== What is asked ==
Output the lines that follow exactly as they are.

== Record list ==

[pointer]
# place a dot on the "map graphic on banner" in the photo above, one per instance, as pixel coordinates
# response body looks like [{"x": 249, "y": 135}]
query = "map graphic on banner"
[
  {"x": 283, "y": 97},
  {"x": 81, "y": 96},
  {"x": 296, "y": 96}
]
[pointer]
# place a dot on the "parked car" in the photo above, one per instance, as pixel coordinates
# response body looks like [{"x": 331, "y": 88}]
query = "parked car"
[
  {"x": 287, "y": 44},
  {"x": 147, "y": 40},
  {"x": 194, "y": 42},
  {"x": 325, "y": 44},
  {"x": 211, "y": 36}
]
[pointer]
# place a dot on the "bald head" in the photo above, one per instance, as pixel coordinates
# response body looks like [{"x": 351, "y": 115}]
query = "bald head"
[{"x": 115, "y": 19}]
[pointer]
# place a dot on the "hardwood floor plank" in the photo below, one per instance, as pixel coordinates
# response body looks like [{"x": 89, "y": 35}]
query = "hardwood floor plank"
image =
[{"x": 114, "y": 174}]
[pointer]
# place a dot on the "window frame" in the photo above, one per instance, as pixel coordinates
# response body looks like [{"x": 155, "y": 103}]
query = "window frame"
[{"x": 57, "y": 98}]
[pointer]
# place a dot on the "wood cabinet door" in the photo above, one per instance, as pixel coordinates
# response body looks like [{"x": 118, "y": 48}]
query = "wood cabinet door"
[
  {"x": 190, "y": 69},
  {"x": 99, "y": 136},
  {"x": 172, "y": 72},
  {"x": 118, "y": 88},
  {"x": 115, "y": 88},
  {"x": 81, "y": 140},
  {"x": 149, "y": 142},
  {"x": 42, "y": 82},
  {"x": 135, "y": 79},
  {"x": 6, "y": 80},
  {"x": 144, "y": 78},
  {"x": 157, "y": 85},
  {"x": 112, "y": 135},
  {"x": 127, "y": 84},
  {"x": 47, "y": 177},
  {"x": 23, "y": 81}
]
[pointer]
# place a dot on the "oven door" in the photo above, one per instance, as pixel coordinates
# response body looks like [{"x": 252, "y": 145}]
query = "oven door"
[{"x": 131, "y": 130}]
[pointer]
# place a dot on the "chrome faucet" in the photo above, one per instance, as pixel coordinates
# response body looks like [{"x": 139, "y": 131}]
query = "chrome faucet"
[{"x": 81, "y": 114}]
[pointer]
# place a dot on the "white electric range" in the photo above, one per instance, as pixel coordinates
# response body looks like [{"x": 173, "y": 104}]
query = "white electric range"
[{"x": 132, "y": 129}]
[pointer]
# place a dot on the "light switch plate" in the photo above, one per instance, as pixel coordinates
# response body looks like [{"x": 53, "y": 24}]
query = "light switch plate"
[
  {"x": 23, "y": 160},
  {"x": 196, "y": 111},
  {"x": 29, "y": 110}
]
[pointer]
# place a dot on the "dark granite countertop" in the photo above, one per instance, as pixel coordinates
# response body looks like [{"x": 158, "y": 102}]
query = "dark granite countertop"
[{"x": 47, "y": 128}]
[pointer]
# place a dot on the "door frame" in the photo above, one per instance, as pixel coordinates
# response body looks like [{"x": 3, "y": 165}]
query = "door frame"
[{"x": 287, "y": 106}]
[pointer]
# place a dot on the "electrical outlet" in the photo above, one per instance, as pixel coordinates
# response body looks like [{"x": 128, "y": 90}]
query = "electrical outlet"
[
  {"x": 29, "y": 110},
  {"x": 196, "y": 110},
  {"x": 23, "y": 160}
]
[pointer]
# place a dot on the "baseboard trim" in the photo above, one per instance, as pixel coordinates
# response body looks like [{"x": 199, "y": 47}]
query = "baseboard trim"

== Written answer ==
[pointer]
# place a dot on the "map graphic on banner" in the photo above, one per instance, as pixel coordinates
# response body looks like [{"x": 249, "y": 135}]
query = "map graphic on banner"
[
  {"x": 283, "y": 97},
  {"x": 81, "y": 96},
  {"x": 296, "y": 96}
]
[pointer]
# place a dot on the "parked car" in the photo above, one per instance, as pixel coordinates
# response body looks like [{"x": 331, "y": 88}]
query = "parked car"
[
  {"x": 287, "y": 44},
  {"x": 147, "y": 40},
  {"x": 194, "y": 42},
  {"x": 325, "y": 44},
  {"x": 211, "y": 36}
]
[pointer]
# place a dot on the "bald head" in the photo above, one per instance, as pixel coordinates
# response body looks like [{"x": 351, "y": 115}]
query = "bald head"
[{"x": 115, "y": 19}]
[pointer]
# place a dot on the "hardwood floor plank" in the photo below, one per instance, as pixel coordinates
# response body looks like [{"x": 89, "y": 35}]
query = "hardwood floor plank"
image =
[{"x": 114, "y": 174}]
[pointer]
# place a dot on the "window frame" in the photo above, one per instance, as pixel coordinates
# response body looks like [{"x": 155, "y": 103}]
query = "window frame"
[{"x": 57, "y": 98}]
[pointer]
# place a dot on the "wood cabinet door" in the photo above, one per instance, as pixel coordinates
# response body looks like [{"x": 118, "y": 48}]
query = "wood cabinet door"
[
  {"x": 190, "y": 69},
  {"x": 99, "y": 136},
  {"x": 172, "y": 72},
  {"x": 118, "y": 88},
  {"x": 115, "y": 88},
  {"x": 81, "y": 140},
  {"x": 149, "y": 142},
  {"x": 42, "y": 82},
  {"x": 135, "y": 79},
  {"x": 6, "y": 80},
  {"x": 144, "y": 78},
  {"x": 157, "y": 85},
  {"x": 112, "y": 135},
  {"x": 127, "y": 84},
  {"x": 47, "y": 177},
  {"x": 23, "y": 81}
]
[pointer]
# place a dot on the "oven door" in the photo above, one per instance, as pixel coordinates
# response body looks like [{"x": 252, "y": 145}]
query = "oven door"
[{"x": 131, "y": 130}]
[pointer]
# place a dot on the "chrome faucet" in the photo above, one per instance, as pixel coordinates
# response body looks like [{"x": 139, "y": 131}]
query = "chrome faucet"
[{"x": 81, "y": 114}]
[pointer]
# place a dot on the "white electric range" in the photo above, one per instance, as pixel coordinates
# response body looks like [{"x": 173, "y": 104}]
query = "white electric range"
[{"x": 132, "y": 129}]
[pointer]
# place a dot on the "light switch plate" in the photo above, one per instance, as pixel coordinates
# response body looks like [{"x": 53, "y": 24}]
query = "light switch plate"
[
  {"x": 23, "y": 160},
  {"x": 196, "y": 111},
  {"x": 29, "y": 110}
]
[pointer]
# place a dot on the "dark granite countertop" in the photo above, one per instance, as pixel coordinates
# response body looks like [{"x": 158, "y": 102}]
query = "dark granite countertop"
[{"x": 47, "y": 128}]
[pointer]
# place a dot on the "door frame" in the photo above, one per instance, as pixel coordinates
# response body looks like [{"x": 3, "y": 165}]
query = "door frame"
[{"x": 287, "y": 106}]
[pointer]
# place a dot on the "electrical outlet" in the photo above, one per instance, as pixel coordinates
# response body looks like [{"x": 128, "y": 90}]
query = "electrical outlet"
[
  {"x": 29, "y": 110},
  {"x": 196, "y": 110},
  {"x": 23, "y": 160}
]
[pointer]
# place a dot on the "baseboard trim" in the photo above, one per instance, as pixel coordinates
# response body looks like [{"x": 199, "y": 47}]
query = "baseboard trim"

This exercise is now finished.